▶ **Shape boundary entries**:
>> START
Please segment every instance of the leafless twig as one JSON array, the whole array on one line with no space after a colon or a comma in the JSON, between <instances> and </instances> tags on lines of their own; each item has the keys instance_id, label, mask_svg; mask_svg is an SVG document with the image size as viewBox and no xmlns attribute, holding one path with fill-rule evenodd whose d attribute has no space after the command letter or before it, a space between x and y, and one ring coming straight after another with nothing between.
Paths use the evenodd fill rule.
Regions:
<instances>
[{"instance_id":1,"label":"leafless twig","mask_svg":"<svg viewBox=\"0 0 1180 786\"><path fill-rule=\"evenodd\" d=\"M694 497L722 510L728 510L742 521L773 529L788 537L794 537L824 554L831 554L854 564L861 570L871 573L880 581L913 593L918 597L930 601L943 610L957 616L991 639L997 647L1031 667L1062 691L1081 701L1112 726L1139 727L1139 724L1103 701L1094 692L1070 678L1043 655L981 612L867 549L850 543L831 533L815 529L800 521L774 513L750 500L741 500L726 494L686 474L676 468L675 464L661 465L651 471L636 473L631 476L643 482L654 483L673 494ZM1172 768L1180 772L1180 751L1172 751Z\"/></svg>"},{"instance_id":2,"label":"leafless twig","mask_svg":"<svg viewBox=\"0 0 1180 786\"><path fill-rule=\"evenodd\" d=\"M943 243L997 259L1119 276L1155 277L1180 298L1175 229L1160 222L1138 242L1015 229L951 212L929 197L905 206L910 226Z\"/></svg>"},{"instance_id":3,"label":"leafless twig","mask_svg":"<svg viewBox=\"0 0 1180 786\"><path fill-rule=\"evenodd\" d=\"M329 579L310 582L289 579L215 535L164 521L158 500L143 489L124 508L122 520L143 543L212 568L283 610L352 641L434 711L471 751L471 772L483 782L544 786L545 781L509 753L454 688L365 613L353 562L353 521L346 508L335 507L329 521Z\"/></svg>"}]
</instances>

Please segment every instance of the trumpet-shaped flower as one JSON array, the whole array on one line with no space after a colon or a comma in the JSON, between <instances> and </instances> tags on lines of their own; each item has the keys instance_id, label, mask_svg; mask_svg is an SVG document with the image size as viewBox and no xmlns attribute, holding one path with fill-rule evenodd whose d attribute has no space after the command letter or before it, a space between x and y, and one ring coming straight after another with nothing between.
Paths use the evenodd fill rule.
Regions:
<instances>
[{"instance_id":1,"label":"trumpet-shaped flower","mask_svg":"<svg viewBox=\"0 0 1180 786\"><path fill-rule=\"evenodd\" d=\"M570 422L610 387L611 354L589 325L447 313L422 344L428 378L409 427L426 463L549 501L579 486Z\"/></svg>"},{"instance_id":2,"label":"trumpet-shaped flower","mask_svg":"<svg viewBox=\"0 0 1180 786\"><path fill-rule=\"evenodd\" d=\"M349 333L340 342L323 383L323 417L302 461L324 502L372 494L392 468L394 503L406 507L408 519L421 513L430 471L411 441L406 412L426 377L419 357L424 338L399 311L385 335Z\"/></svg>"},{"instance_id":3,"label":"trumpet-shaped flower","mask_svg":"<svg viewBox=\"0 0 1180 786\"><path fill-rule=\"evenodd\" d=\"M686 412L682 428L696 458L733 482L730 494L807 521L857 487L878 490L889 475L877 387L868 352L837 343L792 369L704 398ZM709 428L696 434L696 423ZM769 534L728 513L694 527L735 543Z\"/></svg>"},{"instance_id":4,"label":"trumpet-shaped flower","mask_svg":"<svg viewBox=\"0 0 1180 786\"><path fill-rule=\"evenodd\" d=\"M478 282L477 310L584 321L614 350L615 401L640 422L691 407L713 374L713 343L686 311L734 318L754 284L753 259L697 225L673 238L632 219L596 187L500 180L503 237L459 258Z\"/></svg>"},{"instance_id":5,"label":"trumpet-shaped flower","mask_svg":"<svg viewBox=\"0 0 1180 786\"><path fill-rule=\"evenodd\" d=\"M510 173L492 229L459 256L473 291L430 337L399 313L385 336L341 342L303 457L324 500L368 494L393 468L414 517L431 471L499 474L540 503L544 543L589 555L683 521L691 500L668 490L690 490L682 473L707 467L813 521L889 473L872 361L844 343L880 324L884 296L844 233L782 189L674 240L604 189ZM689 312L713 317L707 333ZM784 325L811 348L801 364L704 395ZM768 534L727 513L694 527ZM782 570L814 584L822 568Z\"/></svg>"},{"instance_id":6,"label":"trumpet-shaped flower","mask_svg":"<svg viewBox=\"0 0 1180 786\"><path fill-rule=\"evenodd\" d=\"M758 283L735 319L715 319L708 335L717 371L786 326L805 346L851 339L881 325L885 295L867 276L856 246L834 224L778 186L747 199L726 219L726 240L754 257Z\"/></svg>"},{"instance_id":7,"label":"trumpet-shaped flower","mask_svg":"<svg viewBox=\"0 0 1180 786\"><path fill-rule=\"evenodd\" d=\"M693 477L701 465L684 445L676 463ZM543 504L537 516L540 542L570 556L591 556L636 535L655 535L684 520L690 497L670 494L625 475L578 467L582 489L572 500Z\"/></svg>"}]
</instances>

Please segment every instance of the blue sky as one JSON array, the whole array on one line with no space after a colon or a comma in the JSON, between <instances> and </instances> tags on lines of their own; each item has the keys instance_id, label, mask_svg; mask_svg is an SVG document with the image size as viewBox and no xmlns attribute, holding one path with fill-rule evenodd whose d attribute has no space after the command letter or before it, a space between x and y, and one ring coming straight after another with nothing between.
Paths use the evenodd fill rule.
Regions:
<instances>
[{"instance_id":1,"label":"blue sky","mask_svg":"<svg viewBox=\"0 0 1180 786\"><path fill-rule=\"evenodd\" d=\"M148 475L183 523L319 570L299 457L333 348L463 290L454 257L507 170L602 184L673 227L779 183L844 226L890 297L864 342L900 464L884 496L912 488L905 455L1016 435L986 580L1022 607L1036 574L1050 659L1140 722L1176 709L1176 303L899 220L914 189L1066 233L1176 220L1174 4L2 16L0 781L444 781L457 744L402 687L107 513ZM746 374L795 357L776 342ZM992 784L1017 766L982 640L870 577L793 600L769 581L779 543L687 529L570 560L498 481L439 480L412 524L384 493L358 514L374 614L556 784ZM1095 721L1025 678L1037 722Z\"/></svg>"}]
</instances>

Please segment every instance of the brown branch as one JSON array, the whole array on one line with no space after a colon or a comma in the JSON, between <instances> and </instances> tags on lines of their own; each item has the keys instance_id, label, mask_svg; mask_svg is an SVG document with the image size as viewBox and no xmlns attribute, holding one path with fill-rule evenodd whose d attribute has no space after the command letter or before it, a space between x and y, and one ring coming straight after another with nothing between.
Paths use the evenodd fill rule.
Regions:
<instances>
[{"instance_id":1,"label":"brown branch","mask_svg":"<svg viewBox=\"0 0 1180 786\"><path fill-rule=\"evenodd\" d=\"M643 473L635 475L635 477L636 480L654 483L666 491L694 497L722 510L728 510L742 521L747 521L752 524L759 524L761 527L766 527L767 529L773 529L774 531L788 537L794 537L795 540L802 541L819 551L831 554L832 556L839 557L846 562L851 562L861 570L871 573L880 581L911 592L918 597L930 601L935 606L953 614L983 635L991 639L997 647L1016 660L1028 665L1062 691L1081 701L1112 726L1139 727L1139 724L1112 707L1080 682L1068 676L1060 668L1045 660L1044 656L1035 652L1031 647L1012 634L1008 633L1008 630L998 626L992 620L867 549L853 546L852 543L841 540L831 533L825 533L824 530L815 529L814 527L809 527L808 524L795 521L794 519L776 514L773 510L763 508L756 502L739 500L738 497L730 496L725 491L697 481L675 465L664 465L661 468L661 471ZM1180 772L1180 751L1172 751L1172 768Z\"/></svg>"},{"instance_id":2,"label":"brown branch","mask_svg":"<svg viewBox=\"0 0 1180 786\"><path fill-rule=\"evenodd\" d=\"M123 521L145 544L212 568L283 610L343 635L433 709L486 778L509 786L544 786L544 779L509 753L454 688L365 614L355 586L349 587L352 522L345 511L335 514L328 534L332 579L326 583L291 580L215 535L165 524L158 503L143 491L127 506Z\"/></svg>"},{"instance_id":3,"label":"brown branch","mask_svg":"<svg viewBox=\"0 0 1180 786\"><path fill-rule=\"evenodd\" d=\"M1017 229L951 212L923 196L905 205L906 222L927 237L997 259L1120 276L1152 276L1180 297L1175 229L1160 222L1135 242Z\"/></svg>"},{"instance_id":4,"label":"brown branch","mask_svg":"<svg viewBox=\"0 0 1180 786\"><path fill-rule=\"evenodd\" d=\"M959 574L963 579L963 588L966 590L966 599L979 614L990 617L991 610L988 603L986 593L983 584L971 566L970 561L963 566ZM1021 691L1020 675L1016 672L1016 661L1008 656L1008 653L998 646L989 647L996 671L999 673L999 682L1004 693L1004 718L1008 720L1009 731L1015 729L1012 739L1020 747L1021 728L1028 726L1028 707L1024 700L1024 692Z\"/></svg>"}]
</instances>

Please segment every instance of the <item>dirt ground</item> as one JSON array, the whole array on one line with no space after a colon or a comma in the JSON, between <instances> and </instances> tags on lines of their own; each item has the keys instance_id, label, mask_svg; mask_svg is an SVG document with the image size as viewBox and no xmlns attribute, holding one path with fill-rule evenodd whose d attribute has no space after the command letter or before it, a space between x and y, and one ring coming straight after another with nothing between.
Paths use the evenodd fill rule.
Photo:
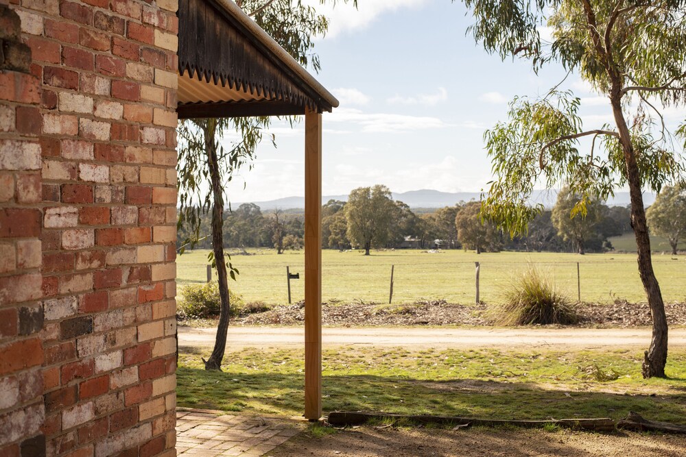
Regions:
<instances>
[{"instance_id":1,"label":"dirt ground","mask_svg":"<svg viewBox=\"0 0 686 457\"><path fill-rule=\"evenodd\" d=\"M559 430L345 429L321 439L300 434L270 452L273 457L681 457L686 437L635 432L602 434Z\"/></svg>"}]
</instances>

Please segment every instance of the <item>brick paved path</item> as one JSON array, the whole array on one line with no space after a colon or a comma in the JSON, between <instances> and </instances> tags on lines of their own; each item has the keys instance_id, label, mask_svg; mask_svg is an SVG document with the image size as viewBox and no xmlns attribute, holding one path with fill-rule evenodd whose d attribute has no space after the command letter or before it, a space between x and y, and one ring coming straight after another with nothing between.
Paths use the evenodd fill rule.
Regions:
>> END
▶ **WORK REQUIRED**: Copy only this span: the line that contains "Please segment every instance of the <item>brick", the last line, and every line between them.

▶ **ANSWER BELOW**:
Please segment every instance of the <item>brick paved path</item> as one JSON array, the whole array on one line with no space after a colon or a comma in the JSON, between <instances> and </instances> tags on lines of their own; each item has the keys instance_id, label, mask_svg; mask_svg is an SVG document with the image size as viewBox and no xmlns attribute, holding one path with fill-rule evenodd whose d attribute has no space after the command letter or before it, a space between x and y, and one ring coming straight after another with nothing between.
Paths use the evenodd fill rule.
Regions:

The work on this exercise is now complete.